__Aim of the task__:
Give back an exact copy of the lines in the records below, from the line that has "Target: glass pane" through the line that has "Q: Point to one spot on each instance of the vertical", and nothing besides.

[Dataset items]
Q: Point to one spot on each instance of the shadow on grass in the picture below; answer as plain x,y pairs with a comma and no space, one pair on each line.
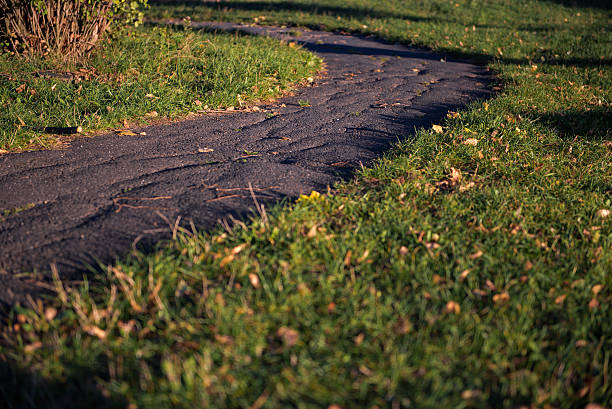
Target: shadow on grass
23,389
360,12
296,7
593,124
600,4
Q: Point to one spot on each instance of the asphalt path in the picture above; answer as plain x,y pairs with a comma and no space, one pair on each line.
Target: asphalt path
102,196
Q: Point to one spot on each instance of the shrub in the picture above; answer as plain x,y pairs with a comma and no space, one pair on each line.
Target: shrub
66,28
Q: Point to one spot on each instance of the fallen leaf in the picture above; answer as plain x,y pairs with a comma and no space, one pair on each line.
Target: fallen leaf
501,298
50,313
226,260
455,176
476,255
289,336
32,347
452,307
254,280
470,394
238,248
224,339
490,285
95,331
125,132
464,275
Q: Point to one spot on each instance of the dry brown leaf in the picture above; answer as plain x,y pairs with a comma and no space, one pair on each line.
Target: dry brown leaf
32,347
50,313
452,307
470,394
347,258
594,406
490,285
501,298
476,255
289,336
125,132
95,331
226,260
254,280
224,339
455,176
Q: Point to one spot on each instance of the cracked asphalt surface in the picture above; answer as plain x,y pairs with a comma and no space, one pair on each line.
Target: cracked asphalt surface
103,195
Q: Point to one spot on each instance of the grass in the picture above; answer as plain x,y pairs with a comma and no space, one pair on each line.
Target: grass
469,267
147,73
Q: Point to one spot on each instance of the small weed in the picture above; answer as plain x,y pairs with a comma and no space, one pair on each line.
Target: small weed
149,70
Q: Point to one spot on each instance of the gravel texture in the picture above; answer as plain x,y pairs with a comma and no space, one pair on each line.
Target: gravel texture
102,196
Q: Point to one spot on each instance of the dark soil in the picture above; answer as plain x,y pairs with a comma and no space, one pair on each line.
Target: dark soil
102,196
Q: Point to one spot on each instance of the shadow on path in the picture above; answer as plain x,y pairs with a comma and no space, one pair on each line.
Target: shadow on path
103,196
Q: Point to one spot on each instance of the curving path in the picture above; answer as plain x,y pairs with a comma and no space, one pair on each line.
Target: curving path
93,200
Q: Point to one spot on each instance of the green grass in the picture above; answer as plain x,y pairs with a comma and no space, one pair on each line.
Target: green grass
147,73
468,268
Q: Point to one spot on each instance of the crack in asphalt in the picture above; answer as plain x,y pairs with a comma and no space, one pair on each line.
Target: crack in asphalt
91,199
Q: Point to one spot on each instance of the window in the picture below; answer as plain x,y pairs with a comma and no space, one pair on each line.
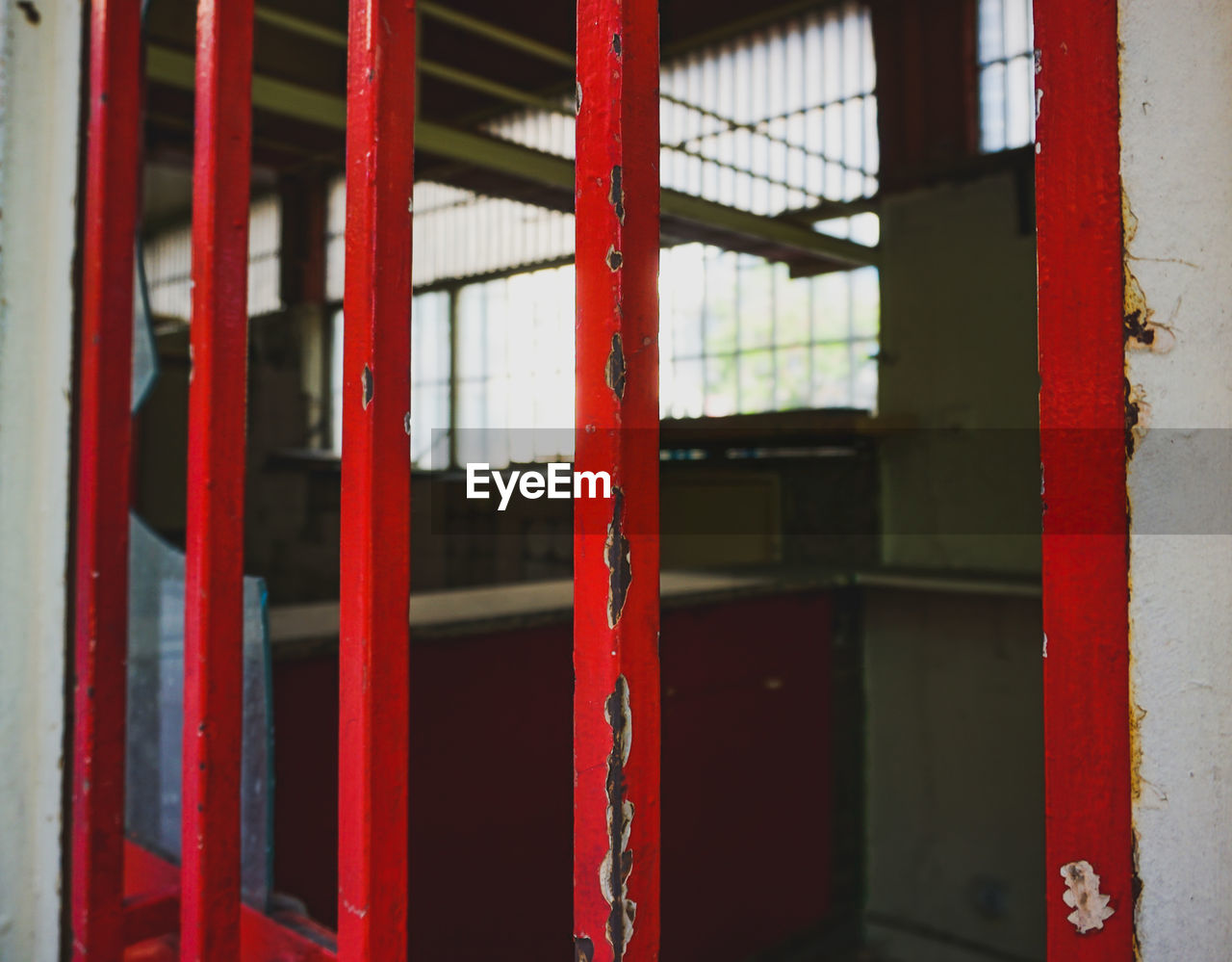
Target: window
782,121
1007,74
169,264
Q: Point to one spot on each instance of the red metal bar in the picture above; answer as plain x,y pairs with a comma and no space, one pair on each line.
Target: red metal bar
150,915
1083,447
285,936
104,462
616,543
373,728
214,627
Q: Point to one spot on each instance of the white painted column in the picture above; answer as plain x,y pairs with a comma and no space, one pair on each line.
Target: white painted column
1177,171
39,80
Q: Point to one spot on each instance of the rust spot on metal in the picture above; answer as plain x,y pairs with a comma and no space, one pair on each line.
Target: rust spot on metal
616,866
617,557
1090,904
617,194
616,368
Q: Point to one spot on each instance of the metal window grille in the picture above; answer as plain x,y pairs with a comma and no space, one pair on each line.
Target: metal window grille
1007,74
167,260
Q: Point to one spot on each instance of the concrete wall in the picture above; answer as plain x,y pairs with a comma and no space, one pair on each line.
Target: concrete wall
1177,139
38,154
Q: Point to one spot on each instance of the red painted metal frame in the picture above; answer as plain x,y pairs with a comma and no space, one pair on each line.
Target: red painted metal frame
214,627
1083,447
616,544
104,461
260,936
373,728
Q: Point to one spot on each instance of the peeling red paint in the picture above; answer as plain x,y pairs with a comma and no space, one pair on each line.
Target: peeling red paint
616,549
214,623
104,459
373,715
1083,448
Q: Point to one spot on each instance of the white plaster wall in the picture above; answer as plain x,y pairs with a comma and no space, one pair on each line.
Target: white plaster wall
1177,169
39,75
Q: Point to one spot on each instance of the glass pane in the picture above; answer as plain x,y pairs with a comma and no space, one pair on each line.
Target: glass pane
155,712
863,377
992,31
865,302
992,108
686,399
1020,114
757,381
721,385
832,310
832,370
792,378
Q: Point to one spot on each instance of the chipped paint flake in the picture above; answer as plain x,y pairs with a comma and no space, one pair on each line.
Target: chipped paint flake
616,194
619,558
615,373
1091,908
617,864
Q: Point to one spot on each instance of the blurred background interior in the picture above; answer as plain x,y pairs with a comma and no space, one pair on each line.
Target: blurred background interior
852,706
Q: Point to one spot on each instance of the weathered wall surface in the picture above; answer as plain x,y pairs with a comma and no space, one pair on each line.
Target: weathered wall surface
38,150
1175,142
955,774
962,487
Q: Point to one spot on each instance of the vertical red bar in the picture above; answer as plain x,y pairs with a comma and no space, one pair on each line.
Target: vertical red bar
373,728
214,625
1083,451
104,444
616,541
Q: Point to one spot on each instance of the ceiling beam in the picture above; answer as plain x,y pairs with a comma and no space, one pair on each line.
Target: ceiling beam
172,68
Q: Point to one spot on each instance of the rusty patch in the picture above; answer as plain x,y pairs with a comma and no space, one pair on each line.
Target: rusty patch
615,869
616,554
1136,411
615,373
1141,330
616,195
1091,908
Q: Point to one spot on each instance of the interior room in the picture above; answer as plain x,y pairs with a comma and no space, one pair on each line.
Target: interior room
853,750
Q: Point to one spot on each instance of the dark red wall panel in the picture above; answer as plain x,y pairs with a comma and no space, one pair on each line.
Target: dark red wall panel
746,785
---
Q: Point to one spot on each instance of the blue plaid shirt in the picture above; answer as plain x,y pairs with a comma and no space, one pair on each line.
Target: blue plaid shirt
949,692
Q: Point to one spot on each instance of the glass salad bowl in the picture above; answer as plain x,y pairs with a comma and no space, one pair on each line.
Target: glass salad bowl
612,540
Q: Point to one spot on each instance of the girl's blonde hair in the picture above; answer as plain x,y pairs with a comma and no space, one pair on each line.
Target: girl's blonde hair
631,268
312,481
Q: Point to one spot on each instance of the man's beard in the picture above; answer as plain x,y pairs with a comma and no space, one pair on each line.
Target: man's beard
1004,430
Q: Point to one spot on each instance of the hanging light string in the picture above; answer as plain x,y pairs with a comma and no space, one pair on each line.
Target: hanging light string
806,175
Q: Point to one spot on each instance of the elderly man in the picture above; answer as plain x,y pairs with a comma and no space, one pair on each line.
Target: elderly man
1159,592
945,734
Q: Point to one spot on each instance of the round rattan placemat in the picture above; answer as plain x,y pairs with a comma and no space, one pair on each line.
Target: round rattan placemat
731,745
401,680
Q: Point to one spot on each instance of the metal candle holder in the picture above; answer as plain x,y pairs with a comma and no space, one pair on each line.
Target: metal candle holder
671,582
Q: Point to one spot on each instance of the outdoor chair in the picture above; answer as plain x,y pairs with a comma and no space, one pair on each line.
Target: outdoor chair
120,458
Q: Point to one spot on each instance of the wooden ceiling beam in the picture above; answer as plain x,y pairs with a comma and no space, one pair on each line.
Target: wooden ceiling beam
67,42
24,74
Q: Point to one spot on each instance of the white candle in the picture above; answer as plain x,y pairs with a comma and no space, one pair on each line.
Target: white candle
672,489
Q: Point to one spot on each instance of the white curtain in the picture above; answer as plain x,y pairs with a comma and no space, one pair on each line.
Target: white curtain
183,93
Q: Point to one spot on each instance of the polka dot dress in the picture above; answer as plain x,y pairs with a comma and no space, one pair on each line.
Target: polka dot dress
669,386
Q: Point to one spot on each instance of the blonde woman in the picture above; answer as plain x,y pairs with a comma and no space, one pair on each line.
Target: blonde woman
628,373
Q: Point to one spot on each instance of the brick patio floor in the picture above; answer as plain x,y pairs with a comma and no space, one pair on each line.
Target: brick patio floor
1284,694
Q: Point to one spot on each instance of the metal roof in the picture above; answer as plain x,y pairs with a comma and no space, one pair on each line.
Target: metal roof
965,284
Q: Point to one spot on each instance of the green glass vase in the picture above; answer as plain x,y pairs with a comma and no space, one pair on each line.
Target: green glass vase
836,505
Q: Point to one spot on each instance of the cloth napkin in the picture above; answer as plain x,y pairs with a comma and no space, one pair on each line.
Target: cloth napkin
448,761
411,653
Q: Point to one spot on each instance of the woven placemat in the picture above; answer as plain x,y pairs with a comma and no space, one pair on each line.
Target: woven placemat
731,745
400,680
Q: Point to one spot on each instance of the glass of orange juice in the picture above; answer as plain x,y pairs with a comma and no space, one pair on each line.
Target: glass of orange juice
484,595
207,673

__Response for this exercise__:
Target: glass pane
155,712
863,377
992,31
865,302
992,108
686,399
1020,114
757,381
721,385
832,310
832,370
792,378
Q: Point to one spot on each instance of the chipped paint flake in the picture above; answer as plain x,y pairs with a comma and no space, one pair on each line.
Target: chipped paint flake
616,194
619,558
615,373
1091,908
617,864
Q: Point to one spot on each instance of the blurred background interior in the picture above; answer as plain x,y pairs with a comma and no space, one pair on each line.
Target: blurred background interior
852,706
Q: Point to one spot on each instance of the weathered wall surface in the picture above; answer as plain x,y pairs with a comma and no space, one pair on each line.
Target: weathered wall surface
38,150
1175,142
955,774
962,487
Q: Point to one spot on each instance of the vertical red bar in the picture above; answer as plain x,y pairs with a comma and no space, one pair on each line.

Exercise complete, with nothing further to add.